— Begin ARTICLE —

Goodbye Remote Control, Hello Voice, Touch and Gesture Control




One of the biggest emerging trends in TV has nothing to do with content or hardware specs, but rather how we interact with it. In particularly, those interactions are set to become much more natural than pointing a remote at the screen and pressing buttons. Instead, our television sets, which will recognize our faces, will be controlled by our voices and hand gestures. Think Kinect and Siri, but built directly into smart TVs built by companies other than Microsoft and Apple.


One of those manufacturers is Samsung, whose new line of smart TV sets feature voice and gesture control , as well as facial recognition. In a video demo, the user asks the television to open a Web browser and then moves his hand to control the mouse cursor to navigate. The "click" paradigm of the desktop is replaced by the squeezing of one's hand.
The remote control isn't as good as dead just yet. It will be quite some time before a majority of consumers adopt these state-of-the-art new devices, and by then we'll probably be talking about even more mind-blowingly futuristic features that TV manufacturers will be working on.Ubuntu TV, the new offering from the makers of the popular Linux-based OS, also launched this week  and uses gesture and touch controls for navigation through content. It will also pair with smartphones to allow touch based control and an enhanced screen experience .
Even with solutions as impressive as Samsung's gesture control, there's still good reason to keep a keyboard handy. Moving your hand to every individual letter on an on-screen keyboard and virtually squeezing it isn't exactly as efficient as traditional typing. The remote that comes with the Boxee Box does a good job of packing a full QWERTY keyboard onto the back of a simple remote control.

— End ARTICLE —
— Begin RECORDS SHOWN —

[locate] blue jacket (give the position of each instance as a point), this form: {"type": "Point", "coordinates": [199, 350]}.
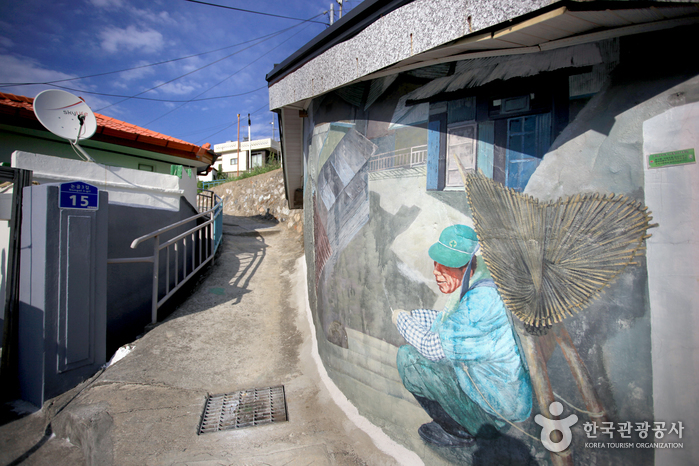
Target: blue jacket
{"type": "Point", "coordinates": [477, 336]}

— End RECORDS SHOWN —
— Begin RECORDS SHOWN —

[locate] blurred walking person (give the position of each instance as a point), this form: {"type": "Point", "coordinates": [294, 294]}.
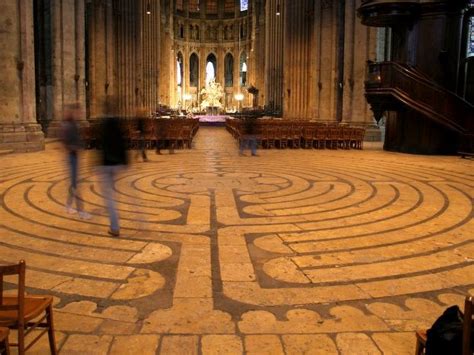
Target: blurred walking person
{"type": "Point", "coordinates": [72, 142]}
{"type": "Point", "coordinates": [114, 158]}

— End RECORDS SHOWN —

WHAT YOU SHOULD DO:
Name every company that the article on TV controls explicitly calls a company or a manufacturer. The material has no connection to the text on TV controls.

RESULT OF THIS TASK:
Microsoft, Apple, Samsung